- [Pointing dataset items]:
· · · · · · ·

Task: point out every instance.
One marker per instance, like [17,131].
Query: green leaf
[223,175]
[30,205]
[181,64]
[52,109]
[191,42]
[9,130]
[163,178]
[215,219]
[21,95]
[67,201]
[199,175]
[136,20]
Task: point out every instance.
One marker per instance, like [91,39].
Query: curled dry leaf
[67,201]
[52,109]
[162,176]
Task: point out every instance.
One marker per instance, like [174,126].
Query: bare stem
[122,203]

· · · · · · ·

- [DO THIS]:
Write out all the items again, changing "point out" to "mark" and leaving everything else the same.

- [RESPONSE TO THIS EXERCISE]:
Task: mark every instance.
One marker per instance, like [17,131].
Query: green leaf
[223,175]
[30,205]
[181,64]
[52,109]
[191,42]
[9,130]
[163,178]
[215,219]
[21,95]
[67,201]
[199,175]
[136,20]
Task: mark every instance.
One marker per instance, like [91,39].
Query: curled dry leaf
[67,201]
[52,109]
[162,176]
Task: mark every instance.
One marker per instance, like [174,126].
Query: bare stem
[122,203]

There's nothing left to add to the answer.